Dataset rows about object locations:

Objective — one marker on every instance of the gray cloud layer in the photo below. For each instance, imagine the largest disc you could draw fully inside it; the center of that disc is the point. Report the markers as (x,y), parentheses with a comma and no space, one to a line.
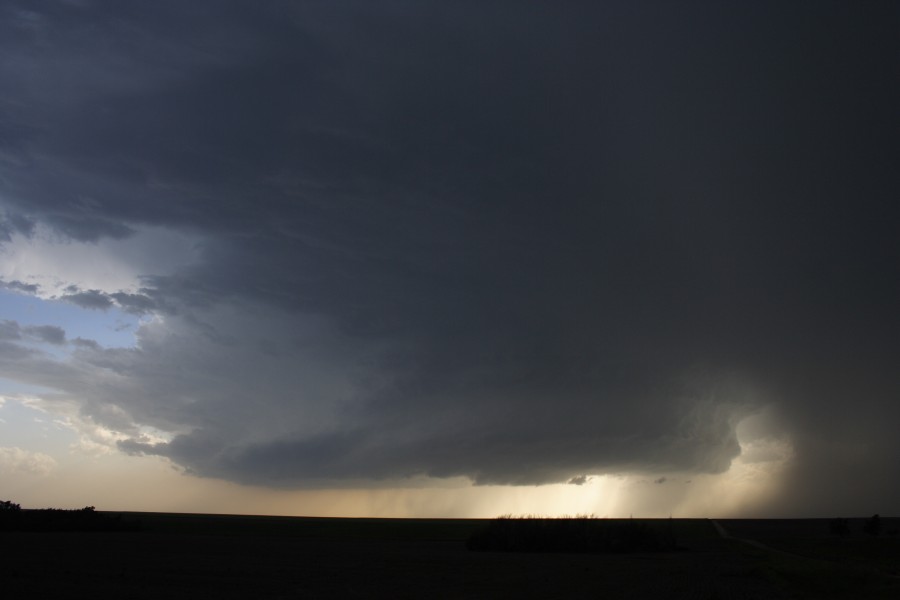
(517,244)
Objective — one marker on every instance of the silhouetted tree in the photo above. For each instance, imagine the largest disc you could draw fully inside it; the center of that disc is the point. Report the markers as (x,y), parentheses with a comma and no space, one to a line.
(873,525)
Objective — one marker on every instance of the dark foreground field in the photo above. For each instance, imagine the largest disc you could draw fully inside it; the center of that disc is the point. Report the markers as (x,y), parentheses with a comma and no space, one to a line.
(200,556)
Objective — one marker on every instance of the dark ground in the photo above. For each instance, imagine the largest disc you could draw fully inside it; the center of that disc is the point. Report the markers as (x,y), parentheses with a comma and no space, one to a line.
(197,556)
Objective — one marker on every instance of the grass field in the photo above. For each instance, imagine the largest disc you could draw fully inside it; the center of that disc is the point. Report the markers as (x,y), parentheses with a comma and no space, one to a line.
(191,556)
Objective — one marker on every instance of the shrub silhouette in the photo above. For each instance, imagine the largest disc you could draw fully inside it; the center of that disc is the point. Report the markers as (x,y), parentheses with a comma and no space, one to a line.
(14,518)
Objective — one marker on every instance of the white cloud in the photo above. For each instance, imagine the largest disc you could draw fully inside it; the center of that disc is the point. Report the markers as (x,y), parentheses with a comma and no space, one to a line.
(17,460)
(55,262)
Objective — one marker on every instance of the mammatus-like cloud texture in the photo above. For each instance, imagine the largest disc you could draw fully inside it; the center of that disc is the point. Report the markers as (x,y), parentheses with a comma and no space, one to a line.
(519,246)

_To do_
Format part of the rows above as a JSON list of strings, one string per line, leaving out blank lines. Begin at the line that has "Objective — one marker on every instance of the white" and stop after the last line of the rows.

_Answer for this exercise_
[
  "Objective — one marker on every instance of the white cloud in the photo above. For each instance, imagine the largest disc you could draw fully inside it; the center of that disc is the point. Report the markers as (x,y), parentheses with a comma and no space, one to a line.",
  "(17,460)",
  "(55,262)",
  "Objective — one marker on every instance of the mammatus-like cloud texture in the photo above. For each instance, imagine the largest disc you could draw fully inside it; the center of that disc is the point. Report the markers as (x,y), parentheses with a comma and no space, one to a line.",
  "(519,246)"
]